* GIVEN INFORMATION
--- START ---
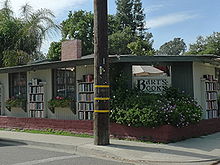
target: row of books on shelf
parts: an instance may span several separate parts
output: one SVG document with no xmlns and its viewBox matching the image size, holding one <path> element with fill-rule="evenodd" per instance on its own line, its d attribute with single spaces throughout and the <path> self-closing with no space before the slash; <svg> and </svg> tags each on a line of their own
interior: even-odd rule
<svg viewBox="0 0 220 165">
<path fill-rule="evenodd" d="M 205 83 L 205 89 L 206 89 L 207 91 L 217 90 L 217 83 L 215 83 L 215 82 L 213 82 L 213 83 L 206 82 L 206 83 Z"/>
<path fill-rule="evenodd" d="M 64 77 L 57 77 L 57 84 L 74 84 L 74 78 L 73 77 L 68 77 L 68 78 L 64 78 Z"/>
<path fill-rule="evenodd" d="M 79 120 L 92 120 L 93 112 L 79 112 L 78 113 Z"/>
<path fill-rule="evenodd" d="M 74 72 L 72 70 L 57 70 L 57 77 L 73 77 Z"/>
<path fill-rule="evenodd" d="M 79 92 L 93 92 L 93 83 L 79 84 Z"/>
<path fill-rule="evenodd" d="M 44 96 L 43 95 L 30 95 L 29 96 L 29 101 L 34 102 L 34 101 L 44 101 Z"/>
<path fill-rule="evenodd" d="M 81 93 L 79 94 L 79 101 L 93 101 L 94 94 L 93 93 Z"/>
<path fill-rule="evenodd" d="M 29 111 L 30 117 L 36 117 L 36 118 L 42 118 L 43 117 L 43 111 Z"/>
<path fill-rule="evenodd" d="M 206 102 L 206 110 L 214 110 L 214 109 L 218 109 L 217 100 L 207 101 Z"/>
<path fill-rule="evenodd" d="M 83 82 L 93 82 L 93 81 L 94 81 L 93 74 L 83 75 Z"/>
<path fill-rule="evenodd" d="M 208 111 L 206 111 L 206 116 L 208 119 L 217 118 L 218 117 L 218 110 L 208 110 Z"/>
<path fill-rule="evenodd" d="M 36 86 L 36 87 L 29 87 L 30 93 L 37 94 L 37 93 L 44 93 L 43 86 Z"/>
<path fill-rule="evenodd" d="M 217 92 L 206 92 L 207 100 L 217 100 Z"/>
<path fill-rule="evenodd" d="M 216 79 L 214 78 L 214 75 L 205 74 L 203 75 L 203 78 L 208 81 L 216 81 Z"/>
<path fill-rule="evenodd" d="M 93 111 L 94 103 L 78 103 L 78 110 Z"/>
<path fill-rule="evenodd" d="M 43 110 L 44 103 L 29 103 L 29 108 L 31 110 Z"/>
<path fill-rule="evenodd" d="M 30 85 L 39 85 L 40 82 L 41 82 L 40 79 L 33 78 L 30 80 Z"/>
</svg>

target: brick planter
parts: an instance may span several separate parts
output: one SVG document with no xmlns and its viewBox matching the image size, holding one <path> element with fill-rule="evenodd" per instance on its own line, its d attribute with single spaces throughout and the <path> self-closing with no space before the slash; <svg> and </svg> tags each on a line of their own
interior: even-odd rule
<svg viewBox="0 0 220 165">
<path fill-rule="evenodd" d="M 86 120 L 57 120 L 44 118 L 0 117 L 0 128 L 55 129 L 76 133 L 93 133 L 93 122 Z M 164 125 L 157 128 L 135 128 L 116 123 L 110 124 L 113 137 L 150 140 L 154 142 L 173 142 L 220 132 L 220 119 L 202 120 L 198 124 L 184 128 Z"/>
</svg>

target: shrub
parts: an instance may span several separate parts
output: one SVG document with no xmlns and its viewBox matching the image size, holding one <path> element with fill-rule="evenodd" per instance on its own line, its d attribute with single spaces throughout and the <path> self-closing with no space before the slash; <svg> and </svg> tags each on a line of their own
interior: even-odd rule
<svg viewBox="0 0 220 165">
<path fill-rule="evenodd" d="M 175 88 L 168 88 L 161 95 L 135 89 L 121 93 L 117 91 L 111 108 L 111 121 L 135 127 L 165 124 L 183 127 L 199 122 L 202 116 L 201 107 Z"/>
</svg>

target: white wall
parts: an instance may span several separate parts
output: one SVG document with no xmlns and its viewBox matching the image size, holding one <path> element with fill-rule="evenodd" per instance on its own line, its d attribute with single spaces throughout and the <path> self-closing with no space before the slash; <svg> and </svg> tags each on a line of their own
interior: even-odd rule
<svg viewBox="0 0 220 165">
<path fill-rule="evenodd" d="M 44 117 L 53 118 L 54 114 L 47 108 L 47 102 L 52 98 L 52 70 L 37 70 L 37 71 L 29 71 L 27 72 L 27 83 L 30 82 L 31 79 L 37 78 L 46 82 L 45 84 L 45 114 Z M 29 88 L 28 88 L 29 89 Z M 29 109 L 28 109 L 29 110 Z"/>
<path fill-rule="evenodd" d="M 76 67 L 76 81 L 82 80 L 83 75 L 86 74 L 94 74 L 94 66 L 93 65 L 82 65 Z"/>
</svg>

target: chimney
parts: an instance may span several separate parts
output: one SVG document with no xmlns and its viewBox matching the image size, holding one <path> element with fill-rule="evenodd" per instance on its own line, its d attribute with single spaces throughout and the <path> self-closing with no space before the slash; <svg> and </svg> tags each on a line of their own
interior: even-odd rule
<svg viewBox="0 0 220 165">
<path fill-rule="evenodd" d="M 61 61 L 75 60 L 82 55 L 81 40 L 66 40 L 62 42 Z"/>
</svg>

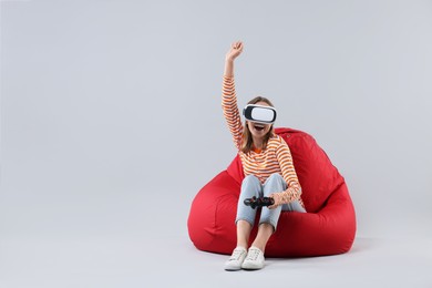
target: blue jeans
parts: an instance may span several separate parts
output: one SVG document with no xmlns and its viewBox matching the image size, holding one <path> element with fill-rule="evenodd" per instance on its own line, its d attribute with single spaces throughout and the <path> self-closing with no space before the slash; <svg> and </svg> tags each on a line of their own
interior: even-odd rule
<svg viewBox="0 0 432 288">
<path fill-rule="evenodd" d="M 236 224 L 238 220 L 246 220 L 251 226 L 255 223 L 255 215 L 257 209 L 253 209 L 250 206 L 246 206 L 244 200 L 246 198 L 251 197 L 263 197 L 269 196 L 271 193 L 278 193 L 287 189 L 287 183 L 279 174 L 271 174 L 264 185 L 259 182 L 259 179 L 254 175 L 248 175 L 241 183 L 240 197 L 237 204 L 237 217 Z M 305 213 L 305 208 L 300 205 L 298 200 L 291 202 L 289 204 L 279 205 L 275 209 L 269 209 L 267 207 L 261 208 L 261 216 L 259 218 L 259 224 L 268 223 L 275 228 L 277 227 L 277 223 L 279 220 L 279 216 L 281 210 L 290 210 L 290 212 L 302 212 Z"/>
</svg>

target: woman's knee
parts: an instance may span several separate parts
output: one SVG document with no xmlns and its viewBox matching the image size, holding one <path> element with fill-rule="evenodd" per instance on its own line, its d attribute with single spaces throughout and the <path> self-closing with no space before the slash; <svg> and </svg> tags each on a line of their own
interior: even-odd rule
<svg viewBox="0 0 432 288">
<path fill-rule="evenodd" d="M 258 177 L 255 175 L 247 175 L 241 182 L 241 186 L 246 186 L 246 185 L 259 186 L 260 184 L 261 183 L 259 182 Z"/>
</svg>

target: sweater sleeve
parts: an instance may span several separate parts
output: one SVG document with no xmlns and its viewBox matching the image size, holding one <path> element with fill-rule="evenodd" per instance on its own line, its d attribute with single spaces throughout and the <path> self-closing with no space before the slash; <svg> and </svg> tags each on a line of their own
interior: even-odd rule
<svg viewBox="0 0 432 288">
<path fill-rule="evenodd" d="M 301 186 L 292 164 L 291 152 L 289 151 L 288 144 L 284 140 L 281 140 L 281 143 L 276 151 L 276 156 L 282 172 L 282 177 L 288 186 L 286 191 L 280 193 L 282 200 L 281 204 L 288 204 L 294 200 L 301 202 Z"/>
<path fill-rule="evenodd" d="M 239 151 L 243 142 L 243 124 L 237 106 L 236 89 L 233 76 L 224 75 L 222 109 L 225 120 L 228 124 L 229 132 L 233 135 L 234 144 Z"/>
</svg>

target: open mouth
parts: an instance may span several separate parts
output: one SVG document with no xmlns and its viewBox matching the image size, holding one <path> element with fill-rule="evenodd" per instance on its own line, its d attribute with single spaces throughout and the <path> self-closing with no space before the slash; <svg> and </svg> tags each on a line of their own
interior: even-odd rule
<svg viewBox="0 0 432 288">
<path fill-rule="evenodd" d="M 256 131 L 263 131 L 265 128 L 265 125 L 263 125 L 263 124 L 254 124 L 254 128 Z"/>
</svg>

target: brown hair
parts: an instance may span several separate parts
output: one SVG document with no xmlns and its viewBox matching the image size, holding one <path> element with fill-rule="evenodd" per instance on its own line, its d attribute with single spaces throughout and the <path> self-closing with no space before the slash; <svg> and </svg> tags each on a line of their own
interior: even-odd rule
<svg viewBox="0 0 432 288">
<path fill-rule="evenodd" d="M 271 107 L 274 106 L 272 103 L 270 102 L 270 100 L 266 99 L 266 97 L 261 97 L 261 96 L 256 96 L 254 97 L 253 100 L 250 100 L 247 104 L 256 104 L 258 102 L 265 102 L 267 103 L 268 105 L 270 105 Z M 271 127 L 270 130 L 268 131 L 268 133 L 264 136 L 264 141 L 263 141 L 263 150 L 265 150 L 267 147 L 267 142 L 268 140 L 275 135 L 275 130 L 274 130 L 274 126 L 271 124 Z M 253 145 L 254 145 L 254 141 L 253 141 L 253 135 L 250 133 L 250 130 L 249 127 L 247 126 L 247 123 L 245 121 L 245 125 L 243 127 L 243 142 L 241 142 L 241 152 L 243 153 L 249 153 L 251 150 L 253 150 Z"/>
</svg>

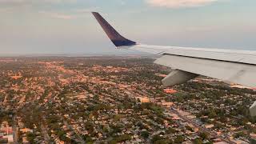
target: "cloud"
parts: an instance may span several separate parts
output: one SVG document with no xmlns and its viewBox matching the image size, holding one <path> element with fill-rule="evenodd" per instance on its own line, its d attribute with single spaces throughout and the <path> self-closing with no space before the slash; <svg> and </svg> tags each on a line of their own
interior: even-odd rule
<svg viewBox="0 0 256 144">
<path fill-rule="evenodd" d="M 38 11 L 38 13 L 41 14 L 44 14 L 45 16 L 51 18 L 64 19 L 64 20 L 86 18 L 89 16 L 89 14 L 90 14 L 89 12 L 84 13 L 83 11 L 74 11 L 74 13 L 71 12 L 71 14 L 66 14 L 66 13 L 46 11 L 46 10 L 41 10 L 41 11 Z"/>
<path fill-rule="evenodd" d="M 71 14 L 60 14 L 60 13 L 55 13 L 55 12 L 47 12 L 47 11 L 39 11 L 39 14 L 45 14 L 48 17 L 57 18 L 57 19 L 74 19 L 76 18 L 76 15 L 71 15 Z"/>
<path fill-rule="evenodd" d="M 219 0 L 145 0 L 153 6 L 167 8 L 195 7 L 211 4 Z"/>
<path fill-rule="evenodd" d="M 42 4 L 42 3 L 61 3 L 61 2 L 77 2 L 77 0 L 0 0 L 0 4 Z"/>
</svg>

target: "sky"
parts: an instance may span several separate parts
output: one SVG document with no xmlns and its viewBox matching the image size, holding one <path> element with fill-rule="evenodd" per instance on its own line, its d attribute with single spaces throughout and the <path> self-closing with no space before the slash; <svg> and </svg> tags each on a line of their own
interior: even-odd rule
<svg viewBox="0 0 256 144">
<path fill-rule="evenodd" d="M 255 0 L 0 0 L 0 55 L 126 54 L 90 11 L 139 43 L 256 50 Z"/>
</svg>

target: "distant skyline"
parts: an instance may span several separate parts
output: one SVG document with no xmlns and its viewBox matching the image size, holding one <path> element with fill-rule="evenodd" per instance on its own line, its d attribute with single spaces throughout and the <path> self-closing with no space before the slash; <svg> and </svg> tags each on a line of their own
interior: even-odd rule
<svg viewBox="0 0 256 144">
<path fill-rule="evenodd" d="M 0 0 L 0 55 L 116 50 L 90 12 L 141 43 L 256 50 L 254 0 Z"/>
</svg>

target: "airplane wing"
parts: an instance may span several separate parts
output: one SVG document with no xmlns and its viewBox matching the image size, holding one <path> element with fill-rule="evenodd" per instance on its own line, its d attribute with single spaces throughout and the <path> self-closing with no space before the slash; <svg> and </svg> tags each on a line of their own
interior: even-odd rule
<svg viewBox="0 0 256 144">
<path fill-rule="evenodd" d="M 122 36 L 98 13 L 93 14 L 117 48 L 162 55 L 154 63 L 174 70 L 162 80 L 164 86 L 204 75 L 256 87 L 256 51 L 143 45 Z M 256 115 L 256 103 L 253 108 Z"/>
</svg>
--- END ---
* WORK INSTRUCTIONS
Output the entries starting at the line containing "target: white wall" and ending at the line containing "44 117 L 53", both lines included, as a two-column CSV with the header entry_text,answer. Give one row per entry, placing its text and its answer each in a single quoted field with line breaks replaced by spaces.

* WRITTEN ANSWER
entry_text,answer
"target: white wall parts: an instance may span several separate parts output: one SVG document with no xmlns and its viewBox matching the image size, holding one <path> element with fill-rule=""evenodd"" per instance on its own line, its d attribute with single spaces throughout and the <path> self-closing with no space before the slash; <svg> and </svg> tags each on a line of their own interior: even-odd rule","<svg viewBox=""0 0 220 165""> <path fill-rule=""evenodd"" d=""M 44 117 L 53 118 L 54 114 L 47 108 L 47 102 L 52 98 L 52 70 L 37 70 L 37 71 L 29 71 L 27 72 L 27 83 L 30 82 L 31 79 L 37 78 L 46 82 L 45 84 L 45 114 Z M 29 88 L 28 88 L 29 89 Z M 29 109 L 28 109 L 29 110 Z""/>"